WHAT NEEDS TO BE DONE: Rewrite every one of the records below, substituting "Points" for each occurrence of "Coordinates" and keeping everything else unchanged. Leave the pictures out of your answer.

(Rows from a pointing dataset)

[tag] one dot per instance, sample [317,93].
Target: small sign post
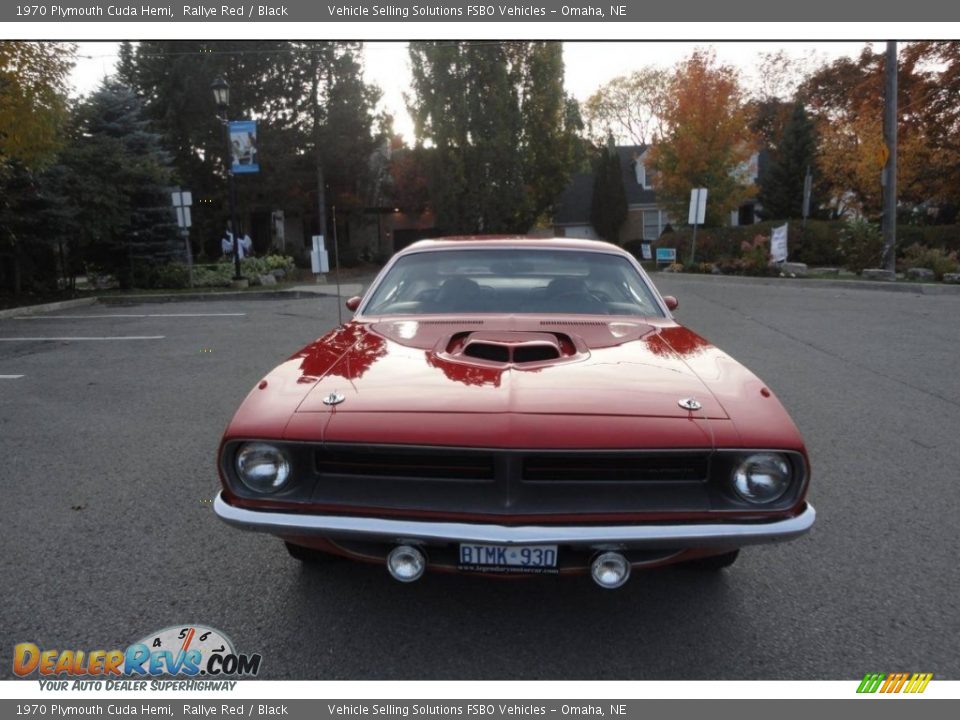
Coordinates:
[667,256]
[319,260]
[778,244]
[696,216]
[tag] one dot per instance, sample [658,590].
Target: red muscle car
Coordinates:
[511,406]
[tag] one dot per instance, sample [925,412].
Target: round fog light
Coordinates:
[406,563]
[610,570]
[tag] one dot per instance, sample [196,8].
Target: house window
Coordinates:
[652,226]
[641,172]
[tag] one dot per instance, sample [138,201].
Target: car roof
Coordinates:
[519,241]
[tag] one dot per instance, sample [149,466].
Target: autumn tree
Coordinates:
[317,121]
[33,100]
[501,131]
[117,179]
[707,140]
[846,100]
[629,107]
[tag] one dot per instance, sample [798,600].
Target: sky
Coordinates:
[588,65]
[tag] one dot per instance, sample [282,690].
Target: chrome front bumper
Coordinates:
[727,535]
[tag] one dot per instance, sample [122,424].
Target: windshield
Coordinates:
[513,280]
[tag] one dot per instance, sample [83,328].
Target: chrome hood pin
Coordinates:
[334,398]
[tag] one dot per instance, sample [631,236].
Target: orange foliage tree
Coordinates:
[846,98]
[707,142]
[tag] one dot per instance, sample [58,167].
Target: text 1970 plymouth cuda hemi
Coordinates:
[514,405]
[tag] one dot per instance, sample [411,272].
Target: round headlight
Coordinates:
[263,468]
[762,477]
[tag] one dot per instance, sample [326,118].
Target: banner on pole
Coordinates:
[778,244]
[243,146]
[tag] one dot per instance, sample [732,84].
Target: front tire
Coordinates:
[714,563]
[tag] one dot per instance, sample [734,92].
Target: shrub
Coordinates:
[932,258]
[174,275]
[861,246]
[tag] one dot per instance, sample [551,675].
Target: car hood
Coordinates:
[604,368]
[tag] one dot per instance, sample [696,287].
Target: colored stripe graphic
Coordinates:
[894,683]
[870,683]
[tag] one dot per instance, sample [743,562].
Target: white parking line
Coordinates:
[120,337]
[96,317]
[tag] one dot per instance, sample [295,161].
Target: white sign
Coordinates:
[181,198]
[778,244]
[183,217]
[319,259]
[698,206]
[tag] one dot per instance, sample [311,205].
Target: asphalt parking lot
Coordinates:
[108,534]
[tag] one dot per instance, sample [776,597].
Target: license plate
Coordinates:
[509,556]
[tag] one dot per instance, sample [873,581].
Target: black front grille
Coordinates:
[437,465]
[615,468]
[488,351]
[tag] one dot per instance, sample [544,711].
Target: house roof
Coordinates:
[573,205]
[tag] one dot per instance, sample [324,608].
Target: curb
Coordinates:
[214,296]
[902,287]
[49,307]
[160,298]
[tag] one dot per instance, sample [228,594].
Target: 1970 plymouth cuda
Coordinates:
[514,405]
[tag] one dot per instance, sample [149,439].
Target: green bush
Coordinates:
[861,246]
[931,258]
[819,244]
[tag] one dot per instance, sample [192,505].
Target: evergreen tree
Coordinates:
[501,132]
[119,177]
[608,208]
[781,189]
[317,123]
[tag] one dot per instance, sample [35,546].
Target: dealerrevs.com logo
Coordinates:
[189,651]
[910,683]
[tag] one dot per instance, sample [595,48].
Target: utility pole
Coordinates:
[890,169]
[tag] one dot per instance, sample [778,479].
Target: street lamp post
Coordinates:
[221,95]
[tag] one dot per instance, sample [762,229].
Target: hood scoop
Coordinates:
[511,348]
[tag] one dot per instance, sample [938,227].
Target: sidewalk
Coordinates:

CORRECT ANSWER:
[tag] one dot per instance, sample [317,93].
Target: small sign post
Points:
[667,256]
[319,260]
[778,244]
[696,216]
[tag] one dot per instance, sample [658,590].
Target: red muscle car
Points:
[511,406]
[tag] one dot per instance, sample [925,412].
Target: round fog light
Points:
[406,563]
[610,570]
[tag] one dot per instance, sample [196,8].
Target: house window
Points:
[652,226]
[641,172]
[tag] one dot per instance, sample [138,201].
Target: car roof
Points:
[519,241]
[tag] one dot per instance, sample [149,466].
Target: autumn tree
Points:
[317,121]
[33,100]
[501,131]
[117,179]
[707,140]
[846,100]
[629,107]
[tag] one dot per instance, sample [798,600].
Target: sky
Points:
[588,65]
[tag] one dot per instance, sample [282,690].
Target: chrome front bumper
Points:
[727,535]
[tag] one dot per instance, sample [122,424].
Target: windshield
Points:
[513,280]
[tag] one dot per instance, sample [83,328].
Target: chrome hood pin
Points:
[334,398]
[tag] one dot per instance, sample [631,236].
Target: orange foliage tree
Points:
[846,98]
[707,142]
[tag] one dot per instance, sample [58,167].
Target: text 1970 plymouth cuda hemi
Points:
[514,405]
[tag] one dot per instance, sample [411,272].
Target: round headlight
Points:
[263,468]
[762,477]
[tag] one dot per instance, sample [326,118].
Target: banner on pole
Points:
[778,244]
[243,146]
[tag] one dot per instance, sample [732,84].
Target: front tire
Points:
[714,563]
[tag] one dot per instance, sample [734,92].
Target: shrub
Points:
[932,258]
[174,275]
[861,246]
[tag] one dot per instance, sample [551,675].
Target: car hood
Points:
[604,368]
[tag] one dot per instance, sample [696,287].
Target: colored stripe graphic
Points:
[894,683]
[870,683]
[tag] one dot per instance, sample [743,562].
Target: white parking line
Points:
[120,337]
[96,317]
[tag] one dot per instance, sample [295,161].
Target: white sign
Points:
[181,198]
[778,244]
[183,217]
[319,259]
[698,206]
[tag] one dot per instance, sample [311,205].
Target: asphalt parking lot
Points:
[108,534]
[tag] one dot per instance, sample [776,597].
Target: license plate
Points:
[509,556]
[tag] one dot per instance, sample [873,581].
Target: black front grille
Points:
[437,465]
[615,468]
[488,351]
[tag] one dot per instance, sample [544,711].
Target: house roof
Points:
[573,205]
[tag] one dot per instance, sample [324,608].
Target: curb
Points:
[214,296]
[902,287]
[49,307]
[160,298]
[tag] one dot per instance, sample [228,594].
Target: 1970 plymouth cuda
Points:
[514,405]
[tag] one dot per instance, sample [149,439].
Target: green bush
Points:
[861,246]
[931,258]
[819,244]
[tag] one dot per instance, sample [192,505].
Target: evergreen tree
Points:
[501,132]
[119,177]
[608,208]
[781,189]
[317,123]
[tag] one dot per instance, sample [35,546].
Target: dealerrevs.com logo
Points:
[189,651]
[910,683]
[tag] one dot per instance, sample [595,48].
Target: utility pole
Points:
[890,169]
[tag] one dot per instance, sample [778,479].
Target: street lamp post
Points:
[221,95]
[tag] one dot per instance, sample [762,229].
Target: hood scoop
Points:
[511,348]
[tag] one dot per instance, sample [938,227].
Target: sidewalk
Points:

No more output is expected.